━━ Supplied information

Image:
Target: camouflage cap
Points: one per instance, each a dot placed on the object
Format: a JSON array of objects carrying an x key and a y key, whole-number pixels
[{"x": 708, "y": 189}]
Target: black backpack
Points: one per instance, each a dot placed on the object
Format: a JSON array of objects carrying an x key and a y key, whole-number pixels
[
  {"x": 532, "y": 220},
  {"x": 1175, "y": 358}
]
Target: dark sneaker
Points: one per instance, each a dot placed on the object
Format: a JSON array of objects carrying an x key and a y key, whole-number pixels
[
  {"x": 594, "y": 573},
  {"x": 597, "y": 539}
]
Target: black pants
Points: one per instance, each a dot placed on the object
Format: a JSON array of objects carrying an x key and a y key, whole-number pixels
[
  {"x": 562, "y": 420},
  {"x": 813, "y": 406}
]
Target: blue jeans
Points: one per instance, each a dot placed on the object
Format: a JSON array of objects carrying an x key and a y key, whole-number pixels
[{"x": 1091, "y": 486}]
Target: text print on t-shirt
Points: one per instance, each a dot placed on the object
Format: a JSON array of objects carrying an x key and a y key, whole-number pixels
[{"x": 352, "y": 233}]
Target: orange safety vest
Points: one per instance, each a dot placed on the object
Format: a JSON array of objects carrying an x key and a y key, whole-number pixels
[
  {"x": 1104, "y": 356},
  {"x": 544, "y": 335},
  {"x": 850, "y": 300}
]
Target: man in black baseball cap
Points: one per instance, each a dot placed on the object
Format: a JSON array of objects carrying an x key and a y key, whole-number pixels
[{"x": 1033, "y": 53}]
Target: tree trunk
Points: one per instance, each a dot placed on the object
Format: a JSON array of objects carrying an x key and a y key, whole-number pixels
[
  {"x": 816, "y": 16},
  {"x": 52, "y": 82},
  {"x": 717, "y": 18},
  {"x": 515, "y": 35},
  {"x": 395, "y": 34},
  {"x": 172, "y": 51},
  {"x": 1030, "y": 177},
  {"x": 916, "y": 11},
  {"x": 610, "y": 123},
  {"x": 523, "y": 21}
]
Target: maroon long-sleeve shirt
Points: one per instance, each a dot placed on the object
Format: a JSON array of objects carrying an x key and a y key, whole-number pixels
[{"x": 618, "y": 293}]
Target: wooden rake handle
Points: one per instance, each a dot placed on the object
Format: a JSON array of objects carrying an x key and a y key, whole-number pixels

━━━━

## Given exercise:
Write out all the items above again, replacing "whole-number pixels" with "integer pixel values" everywhere and changing nothing else.

## Reply:
Image:
Target: camouflage cap
Points: one per instance, each a dot placed on the object
Format: a JSON array of objects carrying an x key and a y key, integer pixel values
[{"x": 708, "y": 189}]
Target: black backpack
Points: one per instance, each a dot placed on the object
Format: a JSON array of objects carrying an x key and a y key, integer pixel values
[
  {"x": 532, "y": 220},
  {"x": 1175, "y": 358}
]
Target: dark sneaker
Points: one per instance, each a dot placed on the object
Format: a JSON array of objects carrying an x key and a y key, integer pixel values
[
  {"x": 594, "y": 573},
  {"x": 597, "y": 539}
]
Target: black pants
Points: one per instance, each a dot placed on the object
Format: a JSON array of objects carrying an x key and a y key, integer pixel values
[
  {"x": 562, "y": 420},
  {"x": 813, "y": 406}
]
Target: blue jeans
Points: one per instance, each a dot placed on the object
Format: a JSON array of objects carrying an x key and a y key, integer pixel values
[{"x": 1091, "y": 486}]
Target: text print on t-shirt
Points: one per instance, each a dot placed on the object
Format: a JSON array of objects carrying an x key and a y key, integer pixel values
[{"x": 352, "y": 233}]
Target: orange safety vest
Points: one per instance, each a dot placed on the object
Format: a JSON array of objects carrying an x key and a y key, integer pixel values
[
  {"x": 1104, "y": 356},
  {"x": 544, "y": 335},
  {"x": 850, "y": 300}
]
Target: man in black baseball cap
Points: one per instance, each a dot placed on the object
Format: a JSON array of objects carrying an x key and a y key, integer pixel values
[{"x": 1033, "y": 53}]
Target: tree trunk
Points: one per instance, each a dot placed on the object
Format: a JSON array of objects carrying an x key and a y key, integer pixel values
[
  {"x": 816, "y": 16},
  {"x": 52, "y": 82},
  {"x": 717, "y": 18},
  {"x": 515, "y": 35},
  {"x": 395, "y": 34},
  {"x": 172, "y": 51},
  {"x": 1030, "y": 177},
  {"x": 916, "y": 11},
  {"x": 610, "y": 123},
  {"x": 523, "y": 21}
]
Target: maroon long-sleeve shirt
Points: one per instance, each a dot placed on the object
Format: a JSON array of objects carrying an x key and a y key, integer pixel values
[{"x": 618, "y": 293}]
Target: wooden rake handle
Points: one per instance, each a dot placed on the object
Format: a JSON array of objects carrying an x key and a y key, integer pixel values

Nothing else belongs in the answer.